## Records for the exercise

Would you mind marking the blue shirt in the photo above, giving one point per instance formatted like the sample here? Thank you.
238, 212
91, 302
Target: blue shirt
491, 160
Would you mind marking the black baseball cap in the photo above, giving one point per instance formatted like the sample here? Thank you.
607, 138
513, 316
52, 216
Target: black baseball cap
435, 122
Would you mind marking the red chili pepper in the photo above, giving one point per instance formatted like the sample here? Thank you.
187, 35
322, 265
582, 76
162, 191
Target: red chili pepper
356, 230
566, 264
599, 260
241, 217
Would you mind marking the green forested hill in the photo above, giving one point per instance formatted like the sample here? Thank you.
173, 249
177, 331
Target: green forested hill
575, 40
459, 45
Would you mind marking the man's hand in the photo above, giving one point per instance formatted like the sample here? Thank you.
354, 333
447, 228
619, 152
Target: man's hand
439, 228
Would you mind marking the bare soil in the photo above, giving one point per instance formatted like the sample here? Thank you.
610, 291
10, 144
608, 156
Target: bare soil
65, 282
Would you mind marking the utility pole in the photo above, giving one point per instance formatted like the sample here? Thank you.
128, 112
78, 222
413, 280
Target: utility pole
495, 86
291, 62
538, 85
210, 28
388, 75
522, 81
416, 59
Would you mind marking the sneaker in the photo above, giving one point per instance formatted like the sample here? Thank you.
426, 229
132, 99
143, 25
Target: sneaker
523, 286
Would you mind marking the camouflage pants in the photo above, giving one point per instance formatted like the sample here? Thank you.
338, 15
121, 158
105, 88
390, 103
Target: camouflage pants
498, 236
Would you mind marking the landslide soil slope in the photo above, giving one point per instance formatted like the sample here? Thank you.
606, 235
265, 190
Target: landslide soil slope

## Brief
Please retype all of the material above, line for line, with no changes.

## Exercise solution
Would you mind marking the blue shirt in the photo above, giving one point per instance formatted like the sample here? Thank you.
238, 212
91, 302
Target: blue shirt
491, 160
Would you mind marking the black baseball cap in the photo above, giving one point per instance formatted like the sample here? Thank you.
607, 138
513, 316
52, 216
Target: black baseball cap
435, 122
Would you mind marking the red chili pepper in the photo above, giving one point per instance formatted like the sample here? Thank you.
187, 35
322, 265
582, 76
162, 191
Target: red chili pepper
356, 230
566, 264
599, 260
241, 217
Would you mind marking the green forested hill in the photo above, giving one point per instance formatted like the sample here? Thank you.
173, 249
177, 331
Target: green forested hill
575, 40
459, 45
Would you mind marking the man's hand in the photo above, giving one point per instance formatted like the sample here? Thank you.
354, 333
447, 228
619, 152
Target: man's hand
439, 228
Would you mind marking the bare soil in the photo above, giving one point per instance formatted like the sample here? Thank you.
610, 291
10, 144
608, 156
Target: bare soil
65, 282
Would you mind marking the utility pole in the photo above, giving one point per instance formatted like the sample here? Thank you.
128, 112
78, 222
413, 280
Target: utility pole
495, 86
291, 62
538, 85
210, 28
388, 75
522, 81
416, 59
Would you mind marking the sneaker in the photo above, giving one point per instance formatted like the sample here? Thank you.
426, 229
132, 99
143, 25
Target: sneaker
523, 286
Would you mind marking the camouflage pants in the photo above, giving one point per instance formatted like the sample here? Thank you.
338, 15
121, 158
105, 88
390, 103
Target: camouflage pants
498, 236
Would you mind marking the landslide soil slope in the photo above, giving one point per instance formatted like the sample here? Thank you.
606, 235
265, 190
Target: landslide soil slope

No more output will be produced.